▶ [CHECK YOUR UNDERSTANDING]:
**A.** According to the post on security since Stuxnet, what is thought to be Stuxnet's official name?
**B.** Quote the post on security since Stuxnet word for word, starting with "2. SSO: SSO" and going on through "in the cloud.".

▶ [PAGE EXTRACT]:
[Start of section]
The official name for Stuxnet is thought to be ‘Operation Olympic Games,’ so, with the Olympics now going on, this all got me thinking about how approaches to security have changed – and how they haven’t – in the last several years.

The goal back then was to infect programmable logic controllers (PCL) that were not connected to internet.  PLC systems are often not connected from the internet because of the severe impact any infection would have on the functions they control.  Stuxnet often infected PLC networks through the traditional USB stick.

USB memory sticks aren’t used quite as much now as in 2010. So, this mode of infection wouldn’t be quite as efficient today as in 2010.  However, one thing has stayed the same: people.  Then and now, systems are breached because people can’t be trusted.

Even when there is a solid security policy in place, you see people trying to cross the line.

Does the Olympic committee have a solid security policy in place in managing their overall security? I trust that the Olympic Committee has good and very professional trusted IT partners that understand their job. I don’t want to comment on that.

But in general, you see old habits with every human being.   And what’s the weakest link for humans around IT security? Remembering passwords! I still see that many MSPs and IT departments don’t have a solid password management policy in place.  It’s very hard to have a solid password policy in place because people don’t want to change passwords that much, especially because the number of passwords you need to remember is growing.  And it’s only becoming more and more difficult.

So, why don’t we make this easier with tools that automate the process and make it virtually unnecessary to bother or to worry about this as a user or sysadmin?  So that the only thing we need to remember is a 6- or 8-digit pin, have a soft-token on our phone and we are done! We now have completely removed the hassle of remembering passwords.

But this can’t be done by only having a password solution in place.  You need to have a solution in place that can organize three things: multi-factor authentication (MFA), single sign on (SSO) and a password ‘vault.’

Let me explain this a little more into detail.

  1. MFA is the process of knowing something (a PIN) along with having something (the one-time password (OTP) from the smartphone) that uniquely identifies a user. You can equate this to how you take money out of the bank. You have to know your PIN, and have your bank card. Without both, you cannot access the money in your bank account. Without the user PIN and OTP (which changes every time it is used), a user can never log into company resources.
  2. SSO: SSO lets users log into web applications and websites without needing to know another password, or where to go to login. In addition, SSO usually enables a user to access this capability from virtually any device, without the need for special software or browser extensions. Working together with a MFA system simplifies life for the user even more, as they use the MFA system to log into a portal where all allowed applications, websites, RDP sessions or more are presented.
  3. Password ‘vault’: And then finally, all passwords can be centrally stored, managed, audited and controlled (along with information on the users who use those passwords) in a single place. With this centralized location, admins can now automate the management, synchronization and changing of these credentials, regardless if the ‘vault’ is maintained  on-premises or in the cloud.

And, with the above capabilities, you have taken the first basic step in making your IT environment a lot safer.  Even better, working like this makes it a lot easier for companies to maintain compliance of regulations HIPAA, PCI, CJIS, SOX or GLB.

Of course, with malware, ransomware, and cryptolockers only getting worse, you still have to have to do more.  This means not only using intelligent antivirus/anti-malware security scanning solutions, it also means having a solid backup plan in place. Don’t get lazy on these items!

And make sure that to automate your backups – even the process of checking that backups have been done successfully! But maybe more on that in my next blog.

Enjoy the Olympic Games. The real Games, of course – not the malware.
[End of section]
▶ [SUPPLIED ENTRIES]:
[Start of section]
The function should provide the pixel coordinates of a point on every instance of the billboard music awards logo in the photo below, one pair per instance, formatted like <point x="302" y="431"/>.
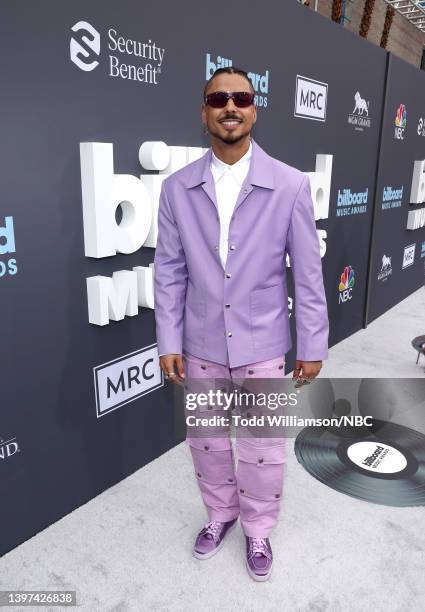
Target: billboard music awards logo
<point x="8" y="448"/>
<point x="359" y="117"/>
<point x="310" y="99"/>
<point x="421" y="127"/>
<point x="260" y="82"/>
<point x="386" y="269"/>
<point x="400" y="122"/>
<point x="346" y="284"/>
<point x="8" y="265"/>
<point x="131" y="59"/>
<point x="351" y="202"/>
<point x="391" y="198"/>
<point x="408" y="256"/>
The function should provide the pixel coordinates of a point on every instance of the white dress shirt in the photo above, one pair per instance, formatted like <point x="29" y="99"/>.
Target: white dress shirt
<point x="228" y="182"/>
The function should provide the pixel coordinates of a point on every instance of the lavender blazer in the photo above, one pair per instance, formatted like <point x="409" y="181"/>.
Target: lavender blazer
<point x="241" y="311"/>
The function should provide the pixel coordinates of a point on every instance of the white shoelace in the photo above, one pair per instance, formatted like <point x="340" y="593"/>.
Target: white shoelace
<point x="259" y="545"/>
<point x="214" y="528"/>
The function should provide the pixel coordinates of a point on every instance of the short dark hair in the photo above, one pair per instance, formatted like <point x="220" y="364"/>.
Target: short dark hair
<point x="228" y="70"/>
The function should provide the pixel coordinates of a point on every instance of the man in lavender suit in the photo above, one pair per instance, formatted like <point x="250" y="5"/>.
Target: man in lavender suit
<point x="225" y="224"/>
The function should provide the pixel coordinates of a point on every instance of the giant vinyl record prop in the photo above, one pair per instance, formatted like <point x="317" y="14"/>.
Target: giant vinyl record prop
<point x="383" y="464"/>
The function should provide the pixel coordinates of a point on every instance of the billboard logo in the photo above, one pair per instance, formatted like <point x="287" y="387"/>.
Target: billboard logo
<point x="346" y="284"/>
<point x="400" y="122"/>
<point x="126" y="378"/>
<point x="7" y="246"/>
<point x="416" y="218"/>
<point x="310" y="99"/>
<point x="8" y="448"/>
<point x="84" y="49"/>
<point x="391" y="198"/>
<point x="408" y="256"/>
<point x="386" y="269"/>
<point x="359" y="117"/>
<point x="351" y="203"/>
<point x="260" y="82"/>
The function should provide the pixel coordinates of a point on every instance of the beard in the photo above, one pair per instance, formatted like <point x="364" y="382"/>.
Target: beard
<point x="229" y="137"/>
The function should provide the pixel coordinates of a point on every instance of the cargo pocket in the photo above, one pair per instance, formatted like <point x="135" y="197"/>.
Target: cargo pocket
<point x="216" y="478"/>
<point x="260" y="471"/>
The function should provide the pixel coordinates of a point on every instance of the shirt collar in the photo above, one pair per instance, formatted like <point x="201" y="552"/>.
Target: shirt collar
<point x="238" y="169"/>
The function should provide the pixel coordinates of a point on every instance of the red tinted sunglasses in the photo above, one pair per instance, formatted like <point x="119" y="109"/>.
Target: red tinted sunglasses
<point x="219" y="99"/>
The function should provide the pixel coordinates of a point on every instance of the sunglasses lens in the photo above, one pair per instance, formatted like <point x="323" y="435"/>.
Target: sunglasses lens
<point x="217" y="99"/>
<point x="242" y="99"/>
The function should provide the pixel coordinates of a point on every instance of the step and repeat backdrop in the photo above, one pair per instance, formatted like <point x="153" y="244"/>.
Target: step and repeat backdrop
<point x="398" y="245"/>
<point x="101" y="101"/>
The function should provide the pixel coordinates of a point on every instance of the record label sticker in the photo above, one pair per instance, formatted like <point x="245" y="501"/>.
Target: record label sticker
<point x="377" y="457"/>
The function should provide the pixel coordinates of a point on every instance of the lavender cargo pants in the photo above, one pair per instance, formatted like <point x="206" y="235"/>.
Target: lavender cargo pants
<point x="254" y="491"/>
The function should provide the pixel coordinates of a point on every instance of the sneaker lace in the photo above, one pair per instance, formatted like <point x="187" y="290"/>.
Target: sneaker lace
<point x="258" y="546"/>
<point x="213" y="528"/>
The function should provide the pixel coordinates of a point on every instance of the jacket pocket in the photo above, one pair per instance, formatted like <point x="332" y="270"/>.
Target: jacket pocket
<point x="194" y="320"/>
<point x="268" y="309"/>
[End of section]
▶ [TASK RESPONSES]:
**A.** Operation Olympic Games

**B.**
2. SSO: SSO lets users log into web applications and websites without needing to know another password, or where to go to login. In addition, SSO usually enables a user to access this capability from virtually any device, without the need for special software or browser extensions. Working together with a MFA system simplifies life for the user even more, as they use the MFA system to log into a portal where all allowed applications, websites, RDP sessions or more are presented.
  3. Password ‘vault’: And then finally, all passwords can be centrally stored, managed, audited and controlled (along with information on the users who use those passwords) in a single place. With this centralized location, admins can now automate the management, synchronization and changing of these credentials, regardless if the ‘vault’ is maintained  on-premises or in the cloud.